**** Input for this task
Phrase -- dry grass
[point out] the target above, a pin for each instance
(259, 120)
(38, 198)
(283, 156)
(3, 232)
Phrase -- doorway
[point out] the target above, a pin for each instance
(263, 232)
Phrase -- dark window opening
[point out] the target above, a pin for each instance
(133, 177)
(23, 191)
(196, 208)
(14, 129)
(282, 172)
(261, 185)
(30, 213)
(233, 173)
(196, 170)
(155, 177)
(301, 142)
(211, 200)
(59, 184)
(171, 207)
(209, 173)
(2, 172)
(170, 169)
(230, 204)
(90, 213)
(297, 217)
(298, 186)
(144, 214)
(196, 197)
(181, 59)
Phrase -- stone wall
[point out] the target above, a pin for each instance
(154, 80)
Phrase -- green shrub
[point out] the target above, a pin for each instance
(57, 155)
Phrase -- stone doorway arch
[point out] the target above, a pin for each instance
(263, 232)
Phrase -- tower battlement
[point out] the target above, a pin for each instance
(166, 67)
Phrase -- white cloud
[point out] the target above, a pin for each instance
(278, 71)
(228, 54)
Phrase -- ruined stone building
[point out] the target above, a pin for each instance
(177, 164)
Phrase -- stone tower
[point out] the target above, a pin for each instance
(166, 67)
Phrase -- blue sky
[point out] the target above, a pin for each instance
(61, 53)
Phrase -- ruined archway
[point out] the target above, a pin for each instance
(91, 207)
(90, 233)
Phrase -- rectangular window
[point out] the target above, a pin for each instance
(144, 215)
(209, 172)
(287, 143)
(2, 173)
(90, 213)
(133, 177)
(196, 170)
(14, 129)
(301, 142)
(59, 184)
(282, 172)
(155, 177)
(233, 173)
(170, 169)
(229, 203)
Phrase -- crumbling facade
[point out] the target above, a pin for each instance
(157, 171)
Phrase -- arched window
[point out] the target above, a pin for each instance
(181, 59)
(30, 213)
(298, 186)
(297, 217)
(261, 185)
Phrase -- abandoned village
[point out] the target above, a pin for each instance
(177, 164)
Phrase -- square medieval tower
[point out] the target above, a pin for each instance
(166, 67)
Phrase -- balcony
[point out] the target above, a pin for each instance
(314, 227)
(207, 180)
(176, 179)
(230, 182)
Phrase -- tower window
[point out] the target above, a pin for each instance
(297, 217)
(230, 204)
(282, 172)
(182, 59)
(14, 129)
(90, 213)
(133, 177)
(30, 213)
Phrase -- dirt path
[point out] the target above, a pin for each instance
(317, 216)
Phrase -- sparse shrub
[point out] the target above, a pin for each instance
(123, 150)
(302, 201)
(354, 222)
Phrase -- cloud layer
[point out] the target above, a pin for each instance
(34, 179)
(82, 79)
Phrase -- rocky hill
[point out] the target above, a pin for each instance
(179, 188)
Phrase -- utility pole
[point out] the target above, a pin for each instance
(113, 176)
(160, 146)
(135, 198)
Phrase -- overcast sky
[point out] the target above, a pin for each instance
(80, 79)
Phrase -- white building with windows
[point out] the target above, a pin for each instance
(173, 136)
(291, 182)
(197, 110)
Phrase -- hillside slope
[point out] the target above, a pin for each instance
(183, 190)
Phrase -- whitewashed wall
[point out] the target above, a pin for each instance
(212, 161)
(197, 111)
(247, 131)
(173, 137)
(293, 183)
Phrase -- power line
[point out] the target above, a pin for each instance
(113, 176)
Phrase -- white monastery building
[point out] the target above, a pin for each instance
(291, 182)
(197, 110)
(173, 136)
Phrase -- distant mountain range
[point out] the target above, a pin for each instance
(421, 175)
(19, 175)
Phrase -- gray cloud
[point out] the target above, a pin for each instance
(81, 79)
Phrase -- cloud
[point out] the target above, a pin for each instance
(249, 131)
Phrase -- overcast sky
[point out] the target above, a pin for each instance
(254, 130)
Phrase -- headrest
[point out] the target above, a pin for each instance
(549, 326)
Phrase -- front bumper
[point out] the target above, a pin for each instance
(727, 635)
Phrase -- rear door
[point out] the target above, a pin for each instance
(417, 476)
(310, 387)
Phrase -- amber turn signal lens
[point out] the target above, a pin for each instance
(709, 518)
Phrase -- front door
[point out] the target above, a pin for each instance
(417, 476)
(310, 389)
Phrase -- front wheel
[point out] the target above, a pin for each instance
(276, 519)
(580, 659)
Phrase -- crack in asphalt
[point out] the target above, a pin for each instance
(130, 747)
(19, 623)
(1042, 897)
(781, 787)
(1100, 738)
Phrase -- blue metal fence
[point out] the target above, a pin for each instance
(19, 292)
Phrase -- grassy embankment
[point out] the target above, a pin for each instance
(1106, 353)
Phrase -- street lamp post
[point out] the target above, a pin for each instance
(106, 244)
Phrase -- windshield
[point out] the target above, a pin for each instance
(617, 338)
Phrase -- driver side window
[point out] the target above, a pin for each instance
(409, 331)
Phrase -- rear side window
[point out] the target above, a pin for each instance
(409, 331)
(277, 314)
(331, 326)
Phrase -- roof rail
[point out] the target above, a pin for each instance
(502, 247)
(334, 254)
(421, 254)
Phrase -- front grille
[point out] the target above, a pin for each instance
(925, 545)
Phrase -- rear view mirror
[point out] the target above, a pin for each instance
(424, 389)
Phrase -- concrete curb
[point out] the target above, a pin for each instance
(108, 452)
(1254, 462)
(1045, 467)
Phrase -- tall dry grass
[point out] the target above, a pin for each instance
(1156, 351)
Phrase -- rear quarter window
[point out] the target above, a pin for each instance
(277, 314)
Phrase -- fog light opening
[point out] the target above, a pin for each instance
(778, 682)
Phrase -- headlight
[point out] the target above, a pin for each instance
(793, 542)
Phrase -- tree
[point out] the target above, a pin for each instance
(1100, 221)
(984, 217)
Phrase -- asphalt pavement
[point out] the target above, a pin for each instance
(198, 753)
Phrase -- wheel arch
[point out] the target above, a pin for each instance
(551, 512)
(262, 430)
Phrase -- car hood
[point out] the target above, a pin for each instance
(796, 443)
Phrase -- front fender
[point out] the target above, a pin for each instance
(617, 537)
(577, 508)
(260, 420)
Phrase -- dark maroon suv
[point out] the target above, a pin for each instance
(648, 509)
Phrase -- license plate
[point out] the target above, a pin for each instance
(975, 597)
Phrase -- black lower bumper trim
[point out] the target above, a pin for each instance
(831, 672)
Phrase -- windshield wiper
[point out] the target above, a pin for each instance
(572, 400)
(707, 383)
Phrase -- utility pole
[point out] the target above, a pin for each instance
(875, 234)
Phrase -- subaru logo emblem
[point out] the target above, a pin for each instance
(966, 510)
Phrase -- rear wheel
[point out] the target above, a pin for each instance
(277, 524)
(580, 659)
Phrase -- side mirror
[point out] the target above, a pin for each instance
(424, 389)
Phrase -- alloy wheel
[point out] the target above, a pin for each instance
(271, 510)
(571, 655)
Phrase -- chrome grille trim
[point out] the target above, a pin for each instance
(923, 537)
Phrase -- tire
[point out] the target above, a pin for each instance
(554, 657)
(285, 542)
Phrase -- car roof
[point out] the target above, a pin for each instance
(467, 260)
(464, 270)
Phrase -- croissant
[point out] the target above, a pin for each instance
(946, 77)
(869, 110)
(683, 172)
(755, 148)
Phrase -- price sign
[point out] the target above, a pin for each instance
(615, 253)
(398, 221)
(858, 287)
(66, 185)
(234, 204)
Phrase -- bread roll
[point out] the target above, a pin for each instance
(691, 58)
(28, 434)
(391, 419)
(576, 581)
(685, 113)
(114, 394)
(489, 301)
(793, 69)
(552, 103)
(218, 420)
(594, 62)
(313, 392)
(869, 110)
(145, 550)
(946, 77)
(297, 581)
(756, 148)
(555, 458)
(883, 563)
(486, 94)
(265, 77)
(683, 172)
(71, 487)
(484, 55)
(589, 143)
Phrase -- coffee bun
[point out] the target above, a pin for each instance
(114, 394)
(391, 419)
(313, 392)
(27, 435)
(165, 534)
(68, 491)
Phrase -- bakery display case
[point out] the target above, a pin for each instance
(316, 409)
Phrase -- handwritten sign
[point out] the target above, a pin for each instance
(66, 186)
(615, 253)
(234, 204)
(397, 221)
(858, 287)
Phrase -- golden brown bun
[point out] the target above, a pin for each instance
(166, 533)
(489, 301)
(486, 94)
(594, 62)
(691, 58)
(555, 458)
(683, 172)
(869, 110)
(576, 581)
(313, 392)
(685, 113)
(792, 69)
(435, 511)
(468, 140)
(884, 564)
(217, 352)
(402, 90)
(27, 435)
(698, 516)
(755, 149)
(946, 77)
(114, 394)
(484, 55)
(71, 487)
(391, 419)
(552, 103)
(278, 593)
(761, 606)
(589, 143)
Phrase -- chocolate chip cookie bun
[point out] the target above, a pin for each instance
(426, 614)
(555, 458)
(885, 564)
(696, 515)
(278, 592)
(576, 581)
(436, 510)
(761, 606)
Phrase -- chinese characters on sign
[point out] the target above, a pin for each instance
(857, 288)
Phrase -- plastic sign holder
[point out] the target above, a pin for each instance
********
- [Task instructions]:
Quote exactly and only the lines from the one holding "Phrase -- tire" through the end of the data.

- [Expected answer]:
Phrase -- tire
[point out] the target above, a pin for each instance
(554, 657)
(285, 542)
Phrase -- car roof
[point out] the target above, a pin for each instance
(467, 260)
(464, 270)
Phrase -- croissant
[point out] the target above, a pin for each instance
(946, 77)
(869, 110)
(683, 172)
(755, 148)
Phrase -- price sign
[point out] the target above, a pin for each instance
(615, 253)
(398, 221)
(858, 287)
(66, 185)
(234, 204)
Phrase -- bread roll
[point out] the target above, a pin for each instance
(691, 58)
(28, 434)
(391, 419)
(576, 581)
(685, 113)
(114, 394)
(489, 301)
(793, 69)
(552, 103)
(218, 420)
(594, 62)
(313, 392)
(869, 110)
(145, 550)
(946, 77)
(297, 581)
(756, 148)
(555, 458)
(883, 563)
(486, 94)
(265, 77)
(683, 172)
(71, 487)
(484, 55)
(589, 143)
Phrase -- coffee bun
[point out] the target above, a pin for each instance
(114, 394)
(391, 419)
(313, 392)
(27, 435)
(165, 534)
(68, 491)
Phrase -- bakery display case
[point out] the target above, a pin for each instance
(316, 409)
Phrase -- handwritten sign
[point out] the target above, a pin for each instance
(66, 186)
(615, 253)
(234, 204)
(397, 221)
(858, 287)
Phrase -- golden brown bun
[point out] the target above, a pin for each instance
(166, 533)
(489, 301)
(486, 94)
(594, 62)
(691, 58)
(555, 458)
(683, 172)
(869, 110)
(576, 581)
(313, 392)
(685, 113)
(792, 69)
(435, 511)
(468, 140)
(884, 564)
(217, 352)
(402, 90)
(27, 435)
(698, 516)
(755, 149)
(946, 77)
(114, 394)
(484, 55)
(71, 487)
(391, 419)
(552, 103)
(278, 593)
(761, 606)
(589, 143)
Phrase -- chocolate chip cookie bun
[point out] the target above, a pin for each instance
(426, 614)
(555, 458)
(885, 564)
(696, 515)
(278, 592)
(576, 581)
(436, 510)
(761, 606)
Phrase -- chinese characters on sign
[point out] the target above, a pin for each instance
(857, 288)
Phrase -- plastic sign holder
[point out] the target above, a pin for each instance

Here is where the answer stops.